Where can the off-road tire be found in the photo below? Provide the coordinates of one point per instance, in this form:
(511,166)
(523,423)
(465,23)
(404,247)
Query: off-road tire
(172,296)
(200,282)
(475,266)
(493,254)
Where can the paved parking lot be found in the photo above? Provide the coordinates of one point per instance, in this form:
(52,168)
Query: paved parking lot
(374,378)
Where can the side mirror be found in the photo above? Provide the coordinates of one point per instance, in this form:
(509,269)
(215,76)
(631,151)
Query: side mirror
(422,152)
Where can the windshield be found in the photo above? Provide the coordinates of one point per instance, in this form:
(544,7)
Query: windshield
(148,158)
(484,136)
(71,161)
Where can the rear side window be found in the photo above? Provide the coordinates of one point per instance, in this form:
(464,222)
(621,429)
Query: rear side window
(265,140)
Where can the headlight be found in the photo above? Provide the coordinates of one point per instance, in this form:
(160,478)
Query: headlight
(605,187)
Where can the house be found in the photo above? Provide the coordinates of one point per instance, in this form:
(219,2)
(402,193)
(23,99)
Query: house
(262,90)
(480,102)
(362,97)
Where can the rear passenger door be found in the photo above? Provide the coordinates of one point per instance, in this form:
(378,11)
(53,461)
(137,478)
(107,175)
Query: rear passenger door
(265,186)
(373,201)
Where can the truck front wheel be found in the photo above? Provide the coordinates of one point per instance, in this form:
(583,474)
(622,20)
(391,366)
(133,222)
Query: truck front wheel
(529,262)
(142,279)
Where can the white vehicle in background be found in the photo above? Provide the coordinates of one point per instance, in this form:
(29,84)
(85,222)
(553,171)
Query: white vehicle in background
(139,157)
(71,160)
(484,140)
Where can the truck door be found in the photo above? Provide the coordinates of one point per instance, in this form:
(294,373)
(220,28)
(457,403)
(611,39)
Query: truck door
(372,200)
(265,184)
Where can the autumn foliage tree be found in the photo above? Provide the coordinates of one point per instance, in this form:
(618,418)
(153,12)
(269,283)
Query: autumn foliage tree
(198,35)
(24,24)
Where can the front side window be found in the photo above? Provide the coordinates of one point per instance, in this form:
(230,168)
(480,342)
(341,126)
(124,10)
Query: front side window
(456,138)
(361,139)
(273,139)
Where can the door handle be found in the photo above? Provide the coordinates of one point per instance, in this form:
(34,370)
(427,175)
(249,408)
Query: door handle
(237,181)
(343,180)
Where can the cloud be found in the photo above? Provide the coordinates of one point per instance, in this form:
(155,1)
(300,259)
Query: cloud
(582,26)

→ Stated problem
Give back all the records exactly as they stand.

→ Exercise response
Where can the off-road tire be found in the photo below? Provide the coordinates of one point per instance, in this form:
(511,166)
(523,423)
(465,23)
(404,247)
Query: off-road tire
(172,296)
(200,282)
(475,266)
(493,254)
Where can the paved parking lot be found in the photo above? Provide the coordinates of one point per instance, in this form:
(52,168)
Query: paved parking lot
(374,378)
Where can the side mirror be found in the photo above? Provide the coordinates of one point per instance, in this form:
(509,269)
(215,76)
(631,151)
Query: side mirror
(422,152)
Where can the windshield be found in the photo above? Provide the coordinates of one point per instance, in this form:
(544,7)
Query: windshield
(148,158)
(484,136)
(71,161)
Where can the rear side window be found in the photo above? Provide the coordinates of one point per instance, in this form:
(464,222)
(621,429)
Query: rear side window
(265,140)
Where can the headlight be found in the photo above? Provide the coordinates of one point per instance, in this form:
(160,478)
Query: headlight
(605,187)
Where can the house be found in the photo above? Provide the coordinates of one point per instance, in this form:
(219,2)
(402,193)
(23,99)
Query: house
(262,90)
(480,102)
(362,97)
Where can the rear passenger door be found in the photo above? Provide the coordinates of one point per instance, in this form:
(378,11)
(53,461)
(137,478)
(107,175)
Query: rear passenger door
(265,186)
(373,201)
Where can the truck front wheel be found in the photo above? Provide the coordinates of one point per instance, in this form:
(583,474)
(622,20)
(391,366)
(133,222)
Query: truck front wheel
(529,262)
(142,279)
Where can the white vehicle in background be found in the photo above? Provide the coordinates of one point per instance, in this form:
(29,84)
(85,222)
(553,171)
Query: white vehicle in background
(139,157)
(71,160)
(484,140)
Where can the truck door be found in the photo above? Provide the coordinates of one point per instance, in this form:
(294,373)
(220,28)
(457,403)
(611,39)
Query: truck door
(372,200)
(265,184)
Where can the autumn foliage tree be found in the photo above? Provide the coordinates of one point per instance, in this form:
(618,418)
(153,12)
(269,283)
Query: autumn foliage tree
(198,35)
(24,24)
Where can the front side window be found in the photo above? Provide the coordinates of one point per instance, in this form:
(230,168)
(480,342)
(341,126)
(124,10)
Query: front side window
(456,138)
(361,139)
(273,139)
Where can the door handle be found in the photo above? Provide the coordinates of one point per instance, in this form:
(34,370)
(427,175)
(249,408)
Query: door handle
(237,181)
(343,180)
Where can the cloud be found in the photo above? Provide the coordinates of one point per instance, in this form:
(155,1)
(300,259)
Query: cloud
(582,26)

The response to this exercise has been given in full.